Written task 1:
For each statement (a), (b), and (c), say yes or no to whether it agrees with the text on traffic signals, and quote the words from that text that decide it. (a) Once warrants are met, a traffic signal must be installed. (b) Changing bulbs is among the most common maintenance items for traffic signals. (c) Washington County has jurisdiction over the timing of traffic signals on County State Aid Highways.

**** Selected text ****

To determine when and if traffic signals may be needed (warranted), traffic engineers compare existing conditions against nationally accepted minimum guidelines - often called "warrants". When these warrants are met a traffic signal may be considered for installation. There are no requirements that a signal must be installed. There are normally multiple intersections that meet warrants that compete for available funding to be considered for possible installation.
Traffic signals, like most things mechanical, will require periodic maintenance. One of the most common maintenance items is the changing of bulbs. If you observe a bulb out or what you perceive as a traffic signal malfunction please contact the city.
Timing of all traffic signals located on County State Aid Highways (CSAH) is under the jurisdiction of Washington County. If you have a timing concern for signals located on county roads, please contact Washington County at (651) 430-4300 or email Publicworks@co.washington.mn.us. To report any signals needing maintenance call (651) 714-3720 or email firstname.lastname@example.org.
How do traffic signals work?

****

Written task 2:
Duplicate every one of the records below, line for line, without altering anything.

**** Dataset extract ****

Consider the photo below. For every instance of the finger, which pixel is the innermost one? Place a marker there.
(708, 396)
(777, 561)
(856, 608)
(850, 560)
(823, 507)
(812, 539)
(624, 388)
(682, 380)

****

Reply 1:
(a) No: "There are no requirements that a signal must be installed."
(b) Yes: "One of the most common maintenance items is the changing of bulbs."
(c) Yes: "Timing of all traffic signals located on County State Aid Highways (CSAH) is under the jurisdiction of Washington County."

Reply 2:
Consider the photo below. For every instance of the finger, which pixel is the innermost one? Place a marker there.
(708, 396)
(777, 561)
(856, 608)
(850, 560)
(823, 507)
(812, 539)
(624, 388)
(682, 380)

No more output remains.